- _WORK TO BE COMPLETED_
Within the records below, find the line containing "Target: white van". Reproduce it and each line after it exactly, and nothing else.
┌─ DATA FOR REVIEW
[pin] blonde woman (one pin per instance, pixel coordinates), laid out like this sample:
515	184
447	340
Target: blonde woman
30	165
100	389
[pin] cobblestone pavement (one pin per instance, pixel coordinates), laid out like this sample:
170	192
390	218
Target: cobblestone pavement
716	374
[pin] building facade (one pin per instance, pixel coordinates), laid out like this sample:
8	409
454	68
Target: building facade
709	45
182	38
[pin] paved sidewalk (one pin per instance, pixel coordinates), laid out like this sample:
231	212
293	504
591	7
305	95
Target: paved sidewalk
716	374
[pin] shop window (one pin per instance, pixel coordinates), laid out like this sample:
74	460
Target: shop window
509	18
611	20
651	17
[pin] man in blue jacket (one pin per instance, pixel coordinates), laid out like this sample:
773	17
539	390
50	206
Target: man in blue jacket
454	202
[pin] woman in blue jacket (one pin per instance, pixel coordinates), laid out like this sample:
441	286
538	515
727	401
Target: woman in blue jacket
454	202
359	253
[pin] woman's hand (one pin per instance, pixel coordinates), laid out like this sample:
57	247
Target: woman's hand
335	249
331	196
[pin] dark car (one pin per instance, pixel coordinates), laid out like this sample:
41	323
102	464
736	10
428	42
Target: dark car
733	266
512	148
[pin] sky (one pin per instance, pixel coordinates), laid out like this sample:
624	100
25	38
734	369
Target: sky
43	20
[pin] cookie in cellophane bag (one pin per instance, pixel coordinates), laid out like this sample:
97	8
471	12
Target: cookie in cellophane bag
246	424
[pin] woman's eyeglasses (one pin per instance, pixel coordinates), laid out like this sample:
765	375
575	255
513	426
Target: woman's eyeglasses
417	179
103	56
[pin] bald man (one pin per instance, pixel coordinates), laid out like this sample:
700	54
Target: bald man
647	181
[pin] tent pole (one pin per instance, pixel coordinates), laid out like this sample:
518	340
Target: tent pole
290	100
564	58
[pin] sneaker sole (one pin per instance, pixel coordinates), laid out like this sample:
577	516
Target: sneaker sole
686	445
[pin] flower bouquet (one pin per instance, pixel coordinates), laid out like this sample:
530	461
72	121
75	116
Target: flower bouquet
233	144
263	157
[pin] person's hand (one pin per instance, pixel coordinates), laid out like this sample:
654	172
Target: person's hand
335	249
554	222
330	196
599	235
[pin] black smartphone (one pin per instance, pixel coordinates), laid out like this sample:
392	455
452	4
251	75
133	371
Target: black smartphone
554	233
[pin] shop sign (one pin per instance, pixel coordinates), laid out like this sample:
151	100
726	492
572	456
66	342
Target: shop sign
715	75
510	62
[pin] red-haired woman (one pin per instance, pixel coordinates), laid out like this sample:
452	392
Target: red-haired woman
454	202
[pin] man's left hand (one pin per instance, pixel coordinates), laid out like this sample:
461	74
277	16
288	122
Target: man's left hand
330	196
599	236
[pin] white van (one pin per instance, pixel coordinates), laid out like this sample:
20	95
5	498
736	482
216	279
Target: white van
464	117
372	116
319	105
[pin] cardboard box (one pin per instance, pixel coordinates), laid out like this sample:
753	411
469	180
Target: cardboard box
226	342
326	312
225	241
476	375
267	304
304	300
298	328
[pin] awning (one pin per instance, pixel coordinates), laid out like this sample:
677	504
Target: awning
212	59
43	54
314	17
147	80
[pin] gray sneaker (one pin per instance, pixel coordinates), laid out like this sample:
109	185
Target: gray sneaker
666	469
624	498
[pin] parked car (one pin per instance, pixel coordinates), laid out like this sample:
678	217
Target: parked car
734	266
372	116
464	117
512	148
└─
- _ANSWER_
Target: white van
464	117
372	116
319	105
[pin] cardboard box (one pin per instance, pixel coordinates), laid out like this sample:
753	411
469	180
Target: cardboard box
226	342
326	312
225	241
476	375
267	304
304	300
298	328
[pin] awning (one pin per instance, pixel coordinates), laid out like this sample:
677	504
Target: awning
212	59
43	54
314	17
147	80
[pin] gray sneaker (one pin per instance, pixel coordinates), laid out like this sample:
109	185
Target: gray sneaker
666	469
624	498
[pin] parked car (one pin per instance, pixel coordinates), laid out like this sample:
678	217
Target: parked car
734	266
372	116
464	117
512	148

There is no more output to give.